━━━━━ Task inputs ━━━━━

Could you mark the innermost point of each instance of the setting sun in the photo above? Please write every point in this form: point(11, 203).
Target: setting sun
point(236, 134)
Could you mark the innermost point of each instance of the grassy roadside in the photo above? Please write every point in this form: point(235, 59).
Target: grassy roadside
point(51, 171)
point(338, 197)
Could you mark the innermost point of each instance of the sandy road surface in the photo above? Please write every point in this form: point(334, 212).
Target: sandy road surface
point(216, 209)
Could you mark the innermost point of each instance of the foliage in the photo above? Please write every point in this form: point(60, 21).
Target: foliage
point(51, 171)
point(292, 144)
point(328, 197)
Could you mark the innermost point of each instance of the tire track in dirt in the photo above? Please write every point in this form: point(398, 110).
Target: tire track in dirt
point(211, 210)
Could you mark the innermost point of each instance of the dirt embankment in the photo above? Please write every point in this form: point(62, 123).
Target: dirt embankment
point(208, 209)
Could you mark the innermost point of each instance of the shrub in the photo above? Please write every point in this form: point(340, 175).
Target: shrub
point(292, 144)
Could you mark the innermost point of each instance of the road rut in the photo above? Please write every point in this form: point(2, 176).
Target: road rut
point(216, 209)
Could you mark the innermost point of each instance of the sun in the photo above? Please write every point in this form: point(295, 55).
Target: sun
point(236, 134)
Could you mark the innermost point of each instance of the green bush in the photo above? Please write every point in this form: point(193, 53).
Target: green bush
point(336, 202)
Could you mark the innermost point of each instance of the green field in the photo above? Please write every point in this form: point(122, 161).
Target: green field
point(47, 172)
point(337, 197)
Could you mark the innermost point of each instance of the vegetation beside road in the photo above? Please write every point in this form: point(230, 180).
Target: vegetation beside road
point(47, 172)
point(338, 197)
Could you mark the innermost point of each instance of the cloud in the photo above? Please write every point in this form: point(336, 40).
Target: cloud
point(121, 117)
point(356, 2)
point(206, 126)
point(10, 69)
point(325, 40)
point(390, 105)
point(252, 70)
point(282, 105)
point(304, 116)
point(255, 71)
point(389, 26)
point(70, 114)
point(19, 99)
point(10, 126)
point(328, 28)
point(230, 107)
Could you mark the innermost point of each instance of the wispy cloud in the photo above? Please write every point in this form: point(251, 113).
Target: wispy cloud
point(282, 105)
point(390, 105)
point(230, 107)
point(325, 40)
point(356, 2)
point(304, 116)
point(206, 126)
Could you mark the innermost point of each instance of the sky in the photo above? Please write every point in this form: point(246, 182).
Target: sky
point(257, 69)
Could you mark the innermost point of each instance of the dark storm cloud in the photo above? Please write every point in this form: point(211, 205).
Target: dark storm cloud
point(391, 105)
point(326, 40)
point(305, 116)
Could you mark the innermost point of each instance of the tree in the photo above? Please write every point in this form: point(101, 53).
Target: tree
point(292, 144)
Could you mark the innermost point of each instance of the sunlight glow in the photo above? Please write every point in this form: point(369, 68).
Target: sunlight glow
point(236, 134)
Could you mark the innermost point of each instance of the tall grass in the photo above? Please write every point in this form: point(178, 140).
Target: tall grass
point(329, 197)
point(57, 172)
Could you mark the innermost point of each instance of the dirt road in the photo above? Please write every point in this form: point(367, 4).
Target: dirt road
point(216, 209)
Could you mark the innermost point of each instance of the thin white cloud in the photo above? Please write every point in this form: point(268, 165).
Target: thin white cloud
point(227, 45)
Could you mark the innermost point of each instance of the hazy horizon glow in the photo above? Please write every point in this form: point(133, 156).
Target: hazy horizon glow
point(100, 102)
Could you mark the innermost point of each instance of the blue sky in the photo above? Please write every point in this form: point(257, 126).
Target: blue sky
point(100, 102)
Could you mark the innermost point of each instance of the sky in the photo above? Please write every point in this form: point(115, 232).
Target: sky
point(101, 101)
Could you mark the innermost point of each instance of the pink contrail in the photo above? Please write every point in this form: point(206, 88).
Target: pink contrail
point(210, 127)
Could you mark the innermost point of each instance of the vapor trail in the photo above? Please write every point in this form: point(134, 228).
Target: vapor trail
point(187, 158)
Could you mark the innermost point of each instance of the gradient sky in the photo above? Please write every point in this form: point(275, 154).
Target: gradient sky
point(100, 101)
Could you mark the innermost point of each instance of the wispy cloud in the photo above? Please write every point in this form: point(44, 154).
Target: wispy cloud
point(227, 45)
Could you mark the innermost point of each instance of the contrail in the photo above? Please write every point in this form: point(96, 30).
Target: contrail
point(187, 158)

━━━━━

**Short problem**. Output every line of the records above as a numbered list, leaving out blank lines.

**Finished answer**.
1. Could you mark the innermost point of each instance of the setting sun in the photo above? Please write every point in this form: point(11, 203).
2. Target: setting sun
3. point(236, 134)
4. Could you mark the innermost point of each instance of the grassy roadside in the photo above? Please write every point in this form: point(235, 59).
5. Target: grassy roadside
6. point(51, 171)
7. point(338, 197)
8. Could you mark the innermost point of each instance of the sandy road surface in the photo above? Please write every point in this form: point(334, 212).
9. Target: sandy road surface
10. point(216, 209)
11. Could you mark the innermost point of each instance of the foliage in the photo above? Please write every point in this form: point(60, 21).
12. Target: foliage
13. point(51, 171)
14. point(292, 144)
15. point(328, 197)
16. Could you mark the innermost point of each instance of the tire track in dirt in the photo above? Please write every point in this form: point(398, 110).
17. Target: tire track in dirt
18. point(211, 210)
19. Could you mark the innermost point of each instance of the dirt embankment in the photo above? Please write every point in this form: point(62, 123).
20. Target: dirt embankment
21. point(208, 209)
22. Could you mark the innermost point of each instance of the shrub in the photo above? Please write every point in this form: point(340, 175).
23. Target: shrub
24. point(292, 144)
25. Could you mark the innermost point of each instance of the road rut in the photo above? Please write every point in this form: point(2, 176).
26. Target: road rut
27. point(216, 209)
28. Could you mark the innermost point of each instance of the sun in the photo above? Please write every point in this form: point(295, 55).
29. Target: sun
30. point(236, 134)
31. Could you mark the innermost point of each instance of the green bush in the photo above? Please write every point in this form: point(193, 53).
32. Target: green bush
33. point(336, 202)
34. Could you mark the innermost point of each instance of the green field in the photo above? Please write every point in this form: point(122, 161).
35. Target: green field
36. point(47, 172)
37. point(337, 197)
38. Could you mark the innermost point of each instance of the vegetation beside road in the photo above? Please write every point in this form: point(230, 180).
39. Target: vegetation beside road
40. point(47, 172)
41. point(338, 197)
42. Could you mark the innermost point of each instance of the cloud in the photo above? Please write every point in this form: point(336, 40).
43. Target: cloud
44. point(121, 117)
45. point(356, 2)
46. point(206, 126)
47. point(10, 69)
48. point(325, 40)
49. point(390, 105)
50. point(252, 70)
51. point(282, 105)
52. point(304, 116)
53. point(255, 71)
54. point(389, 26)
55. point(70, 114)
56. point(19, 99)
57. point(10, 126)
58. point(328, 28)
59. point(230, 107)
60. Could you mark the innermost point of each instance of the wispy cloud in the photo above? Please write every point in this form: point(251, 113).
61. Target: wispy cloud
62. point(282, 105)
63. point(390, 105)
64. point(230, 107)
65. point(325, 40)
66. point(356, 2)
67. point(304, 116)
68. point(206, 126)
69. Could you mark the innermost point of each instance of the sky in the photo above? Please write every point in this form: point(246, 182).
70. Target: sky
71. point(257, 69)
72. Could you mark the innermost point of each instance of the dark storm cloud in the photo above? Please write every point in this form: point(211, 205).
73. Target: dark storm cloud
74. point(391, 105)
75. point(326, 40)
76. point(305, 116)
77. Could you mark the innermost point of each instance of the tree in the photo above? Please write every point in this form: point(101, 53).
78. Target: tree
79. point(292, 144)
80. Could you mark the innermost point of each instance of the sunlight glow in the photo above? Please write every point in this form: point(369, 68).
81. Target: sunlight glow
82. point(236, 134)
83. Could you mark the innermost point of each instance of the tall grass in the photo above? Please write every point in this form: point(178, 140).
84. Target: tall grass
85. point(329, 197)
86. point(57, 172)
87. Could you mark the innermost point of each instance of the dirt road in the photo above? Please write every point in this form: point(367, 4).
88. Target: dirt road
89. point(216, 209)
90. Could you mark the innermost point of each instance of the thin white cloud in the photo above? Please write every point in this form: point(268, 165).
91. Target: thin white cloud
92. point(227, 45)
93. Could you mark the innermost point of each instance of the hazy horizon glow in the photo above? Please write every point in this form: point(133, 156).
94. Target: hazy horizon glow
95. point(100, 102)
96. Could you mark the innermost point of each instance of the blue sky in the photo above? Please write every point in this form: point(257, 126).
97. Target: blue sky
98. point(100, 102)
99. Could you mark the innermost point of each instance of the sky in the photo above? Please write every point in this form: point(115, 232).
100. Target: sky
101. point(101, 101)
102. Could you mark the innermost point of each instance of the pink contrail in the photo above? Please write every point in this form: point(206, 88).
103. Target: pink contrail
104. point(210, 127)
105. Could you mark the innermost point of each instance of the vapor trail in the photo above? Please write every point in this form: point(134, 228).
106. Target: vapor trail
107. point(187, 158)
108. Could you mark the innermost point of each instance of the gradient sky in the photo above? Please write every point in this form: point(275, 154).
109. Target: gradient sky
110. point(100, 101)
111. Could you mark the innermost point of each instance of the wispy cloud in the photo above? Please write every point in this form: point(44, 154).
112. Target: wispy cloud
113. point(227, 45)
114. Could you mark the innermost point of each instance of the contrail in the photo above? Please write every point in this form: point(96, 30).
115. Target: contrail
116. point(187, 158)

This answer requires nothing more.